#### TASK:
Without changing a word, return the listing below, minus its images.
*** SOURCE MATERIAL ***
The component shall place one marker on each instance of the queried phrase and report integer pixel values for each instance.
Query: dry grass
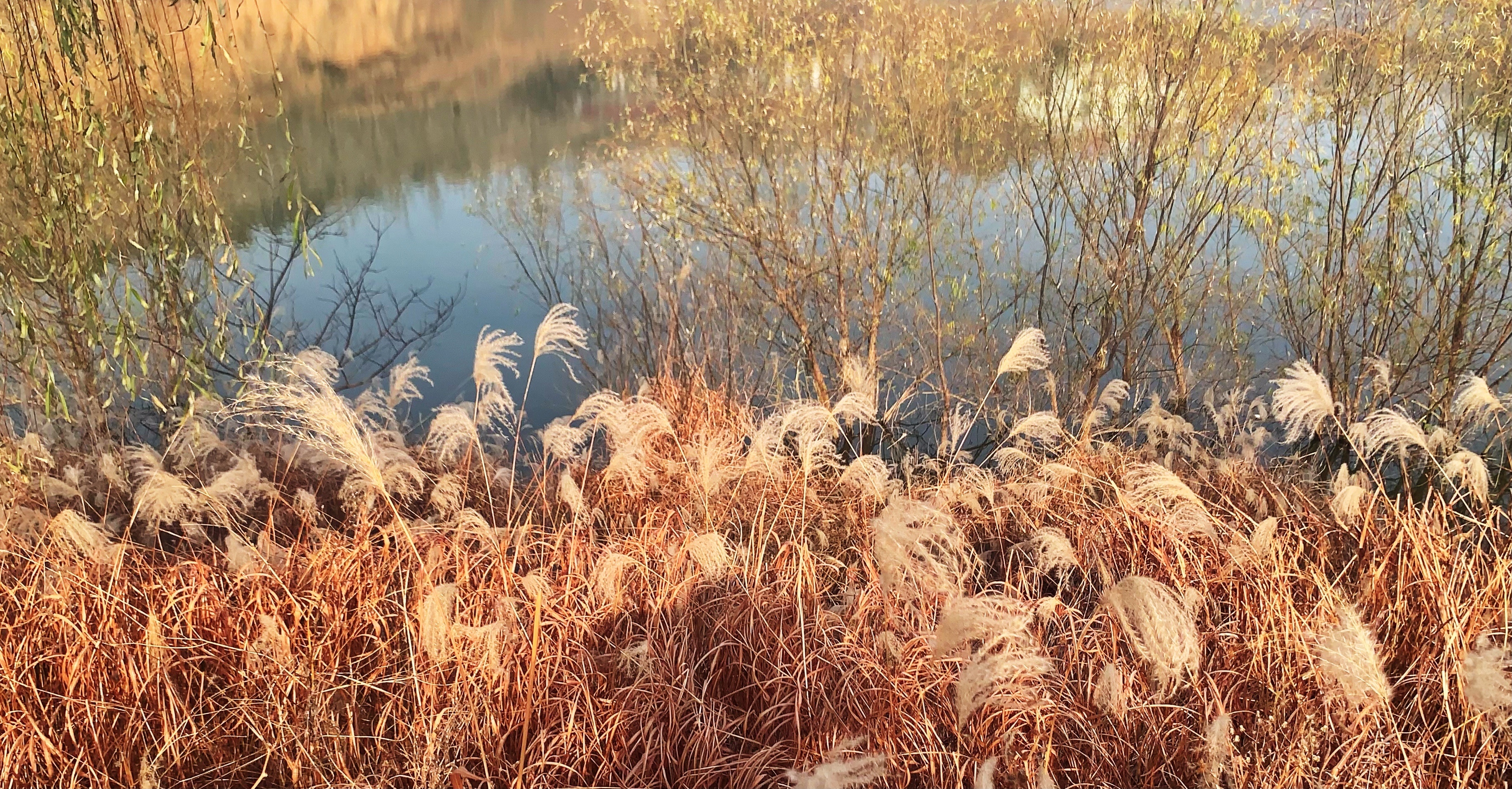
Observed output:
(646, 628)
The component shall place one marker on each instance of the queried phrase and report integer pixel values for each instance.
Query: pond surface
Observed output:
(400, 115)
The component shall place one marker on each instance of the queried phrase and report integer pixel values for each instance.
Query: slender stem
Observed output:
(514, 454)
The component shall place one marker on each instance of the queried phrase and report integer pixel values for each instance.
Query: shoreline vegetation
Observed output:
(1055, 395)
(670, 589)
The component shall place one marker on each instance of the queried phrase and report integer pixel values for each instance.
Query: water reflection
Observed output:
(397, 112)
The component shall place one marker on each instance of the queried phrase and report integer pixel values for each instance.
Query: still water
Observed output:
(400, 114)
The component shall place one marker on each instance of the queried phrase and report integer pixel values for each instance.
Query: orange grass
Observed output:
(158, 669)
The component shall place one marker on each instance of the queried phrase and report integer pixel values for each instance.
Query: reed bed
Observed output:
(674, 590)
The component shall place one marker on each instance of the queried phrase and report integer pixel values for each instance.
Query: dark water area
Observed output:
(400, 124)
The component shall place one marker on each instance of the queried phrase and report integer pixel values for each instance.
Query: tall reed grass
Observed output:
(675, 589)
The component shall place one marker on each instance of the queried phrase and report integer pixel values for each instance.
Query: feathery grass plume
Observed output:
(1218, 741)
(1041, 427)
(81, 534)
(562, 441)
(1441, 442)
(918, 549)
(1485, 673)
(710, 463)
(448, 495)
(1029, 353)
(241, 557)
(766, 453)
(968, 486)
(194, 439)
(1006, 658)
(985, 771)
(1109, 403)
(401, 477)
(161, 496)
(711, 552)
(404, 384)
(1151, 484)
(306, 505)
(1050, 549)
(495, 354)
(1475, 403)
(1165, 430)
(608, 579)
(1348, 660)
(1349, 504)
(300, 403)
(1392, 430)
(1159, 626)
(452, 434)
(571, 495)
(1301, 403)
(379, 407)
(860, 403)
(235, 490)
(1109, 693)
(812, 430)
(1469, 471)
(841, 773)
(436, 622)
(560, 335)
(629, 430)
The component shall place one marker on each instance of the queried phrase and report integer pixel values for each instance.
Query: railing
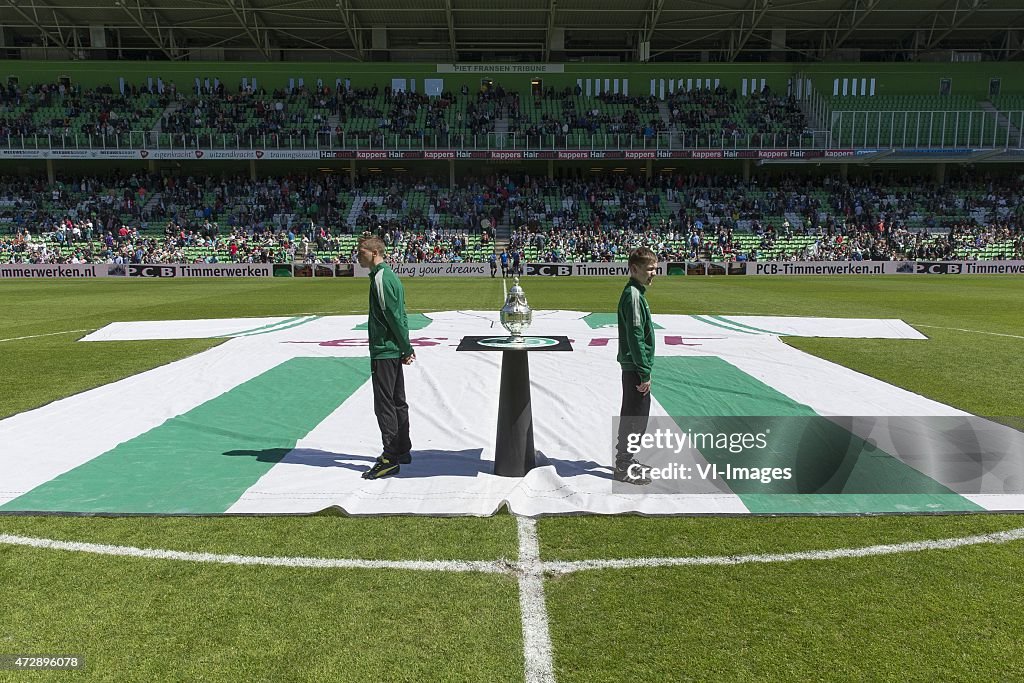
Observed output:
(846, 129)
(930, 129)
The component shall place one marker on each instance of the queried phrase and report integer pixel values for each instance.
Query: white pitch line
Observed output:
(977, 332)
(309, 562)
(840, 553)
(48, 334)
(536, 636)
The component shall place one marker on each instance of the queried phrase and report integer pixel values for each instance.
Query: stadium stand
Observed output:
(317, 218)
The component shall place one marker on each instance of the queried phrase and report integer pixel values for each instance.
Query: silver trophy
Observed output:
(516, 313)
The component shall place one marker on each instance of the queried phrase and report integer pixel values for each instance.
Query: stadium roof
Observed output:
(512, 30)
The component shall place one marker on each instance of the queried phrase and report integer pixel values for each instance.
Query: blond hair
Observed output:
(642, 257)
(373, 244)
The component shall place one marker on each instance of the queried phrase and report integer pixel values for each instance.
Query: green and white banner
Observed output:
(279, 419)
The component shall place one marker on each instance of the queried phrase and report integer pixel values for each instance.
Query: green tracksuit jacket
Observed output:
(636, 331)
(388, 324)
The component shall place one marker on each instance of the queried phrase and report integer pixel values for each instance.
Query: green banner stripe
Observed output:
(416, 322)
(281, 327)
(716, 324)
(203, 461)
(743, 326)
(599, 321)
(833, 469)
(264, 327)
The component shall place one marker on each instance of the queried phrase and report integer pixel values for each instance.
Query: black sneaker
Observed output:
(382, 468)
(631, 471)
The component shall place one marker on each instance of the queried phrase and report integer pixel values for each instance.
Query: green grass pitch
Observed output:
(943, 614)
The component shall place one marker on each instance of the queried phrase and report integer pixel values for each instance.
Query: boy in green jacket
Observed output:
(389, 349)
(636, 357)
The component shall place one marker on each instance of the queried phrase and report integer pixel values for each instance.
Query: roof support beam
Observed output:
(853, 16)
(450, 17)
(757, 10)
(655, 14)
(962, 13)
(167, 46)
(350, 27)
(552, 8)
(56, 39)
(256, 33)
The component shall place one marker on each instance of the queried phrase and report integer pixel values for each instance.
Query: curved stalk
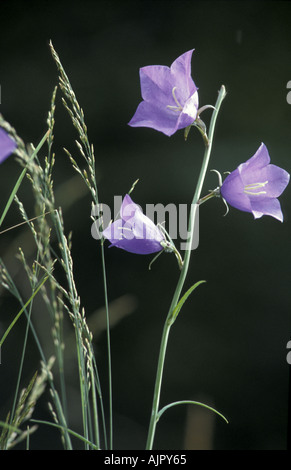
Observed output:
(183, 274)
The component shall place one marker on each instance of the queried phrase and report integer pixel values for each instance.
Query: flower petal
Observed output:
(181, 71)
(134, 231)
(156, 117)
(7, 145)
(267, 206)
(232, 190)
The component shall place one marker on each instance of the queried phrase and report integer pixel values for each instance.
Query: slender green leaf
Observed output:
(189, 402)
(181, 302)
(79, 436)
(19, 181)
(21, 311)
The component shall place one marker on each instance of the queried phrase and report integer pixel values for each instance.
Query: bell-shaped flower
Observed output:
(255, 186)
(7, 145)
(170, 97)
(134, 231)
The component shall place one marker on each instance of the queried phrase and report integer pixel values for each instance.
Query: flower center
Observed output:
(177, 108)
(252, 188)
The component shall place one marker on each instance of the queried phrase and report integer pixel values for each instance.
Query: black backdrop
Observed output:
(228, 347)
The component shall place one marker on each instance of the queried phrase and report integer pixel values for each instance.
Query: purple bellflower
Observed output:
(255, 186)
(170, 97)
(134, 231)
(7, 145)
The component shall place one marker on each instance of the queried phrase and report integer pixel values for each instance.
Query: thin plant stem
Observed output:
(183, 274)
*** End of SOURCE MATERIAL ***
#### ANSWER BOX:
The component shall place one marker on each instance of the queried phrase and report integer pixel values for each instance.
Query: dry grass
Observed output:
(646, 628)
The component shall place one marker on each instance of the queried phrase and report integer pixel values for each instance.
Query: pond surface
Observed output:
(400, 115)
The component shall place one marker on each instance of the queried phrase and report integer pixel values for each instance.
Query: slender stem
Observed output:
(514, 454)
The component shall place one marker on each instance of the queried phrase and report integer pixel values for each instance.
Query: shoreline vegetation
Observed output:
(1055, 395)
(670, 589)
The component shall place one marker on each instance of the queried phrase and report integer pixel values for each instance.
Query: water reflection
Observed output:
(397, 112)
The component shall place one marker on each instance of the queried phrase and report integer pixel values for each instance.
Query: still water
Observed output:
(400, 114)
The component shall place one marker on each instance of the queried phrase and report integer pixel values for each instance.
Query: orange grass
Observed output:
(158, 669)
The component shall place one marker on each instance of the queried phrase and report integer pixel values for each instance.
Query: reed bed
Observed output:
(674, 590)
The component shall place one marker on each instance of the queried phrase and report integer pixel values for each instance.
Query: dark water area
Observed output:
(400, 124)
The component shall place one marker on each instance of the queried phrase and report integer pixel values for each instance.
Query: tall reed grass
Observed output:
(675, 589)
The component shall place one marker on each instance of the queried phrase and report integer pixel values for each instance.
Query: feathery grass plume
Observed output:
(1218, 741)
(1041, 427)
(81, 534)
(562, 441)
(1441, 442)
(918, 549)
(1485, 673)
(710, 463)
(448, 495)
(1029, 353)
(241, 557)
(766, 453)
(968, 486)
(194, 439)
(1006, 658)
(985, 771)
(1109, 403)
(401, 477)
(161, 496)
(711, 552)
(404, 384)
(1151, 484)
(306, 505)
(1050, 549)
(495, 354)
(1475, 403)
(1165, 430)
(608, 579)
(1348, 660)
(1349, 504)
(300, 403)
(1392, 430)
(1159, 626)
(452, 434)
(571, 495)
(1301, 403)
(379, 407)
(860, 403)
(235, 490)
(1109, 693)
(812, 430)
(1469, 471)
(841, 773)
(436, 622)
(560, 335)
(629, 430)
The component shall place one marker on each instance of the queried phrase and report integer pixel values for each instance.
Query: railing
Observed output:
(846, 129)
(930, 129)
The component shall place one marker on each instance of the queried phrase and report integer pixel values for each instance.
Query: white pitch line
Observed output:
(977, 332)
(309, 562)
(840, 553)
(48, 334)
(536, 636)
The component shall place one marker on each instance of the queried phrase and report integer pixel values for each instance.
Query: stadium stand
Observed output:
(317, 218)
The component shall place one marker on each instance of the queried phrase and report integer pixel values for each instance.
Query: silver trophy
Observed output:
(516, 313)
The component shall place one marker on each instance of the queried phrase and report integer pixel values for each instance.
Query: stadium roof
Observed output:
(512, 30)
The component shall place one marker on each instance of the queried phrase and report integer pixel values for each instance.
Query: blond hair
Observed output:
(642, 257)
(373, 244)
The component shall place one marker on each instance of the queried phrase and report integer pixel values for each instance.
Query: green and white banner
Observed output:
(279, 419)
The component shall place one marker on each instance of the queried phrase and report integer pixel values for each instance.
Query: green tracksuit jacket
Observed output:
(636, 331)
(388, 324)
The component shall place one marker on each instance of the queried phrase and report integer pixel values for each instance.
Query: green banner stripe
Observed output:
(416, 322)
(281, 327)
(716, 324)
(203, 461)
(743, 326)
(599, 321)
(833, 469)
(264, 327)
The component shall place one marker on each instance of the queried phrase and report integer pixel values for each instance.
Query: black sneaker
Observed output:
(382, 468)
(631, 471)
The component shall place one marker on each instance of the queried phrase and report integer pixel values for each instance.
Query: green grass pitch
Observed output:
(943, 614)
The component shall place one marker on each instance of the queried phrase and report integer pixel values for each instance.
Query: boy in green jacket
Observed output:
(389, 349)
(636, 357)
The component shall place one marker on each instance of the queried phrase and report integer pixel values for each instance.
Query: roof support beam
Observed output:
(853, 16)
(450, 17)
(757, 10)
(655, 14)
(962, 13)
(167, 46)
(350, 27)
(552, 8)
(56, 39)
(256, 33)
The component shall place one marker on each instance of the queried phrase and report integer pixel values for each instance.
Query: curved stalk
Observed output:
(183, 274)
The component shall place one marker on each instance of the queried phrase and report integer pixel values for each instance.
Query: flower petal
Observed output:
(181, 71)
(134, 231)
(156, 117)
(7, 145)
(267, 206)
(232, 190)
The component shall place one marker on each instance of the queried phrase and report integer pixel values for each instance.
Query: slender green leaf
Observed output:
(189, 402)
(181, 302)
(79, 436)
(19, 181)
(21, 311)
The component shall place one marker on each instance of the queried phrase and report integer pixel values for each instance.
Query: bell-shaped flower
Observed output:
(255, 186)
(7, 145)
(170, 97)
(134, 231)
The component shall place one marker on each instance of the queried phrase and report integer pixel values for each instance.
Query: flower center
Observed output:
(177, 108)
(252, 188)
The component shall place one marker on each instance of the queried phrase and report integer pixel values for each instance.
Query: black backdrop
Observed output:
(228, 347)
The component shall place one marker on each instance of the queried phrase and report integer pixel values for each instance.
Query: purple bellflower
Observed output:
(255, 186)
(170, 97)
(134, 231)
(7, 145)
The component shall place one marker on each instance of the queried phrase and report integer pixel values for each instance.
Query: thin plant stem
Observed output:
(183, 274)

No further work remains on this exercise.